■ Short problem ■
Swap every "rock" in the data for "stone" and leave everything else unchanged.

[Records from a collection]
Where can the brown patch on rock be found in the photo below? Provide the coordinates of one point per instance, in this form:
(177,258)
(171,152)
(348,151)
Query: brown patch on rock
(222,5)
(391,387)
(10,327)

■ Task answer ■
Where can the brown patch on stone be found in the photo below? Provide the coordinates of one point per instance, in this form:
(177,258)
(171,152)
(348,151)
Query: brown patch on stone
(222,5)
(391,387)
(10,327)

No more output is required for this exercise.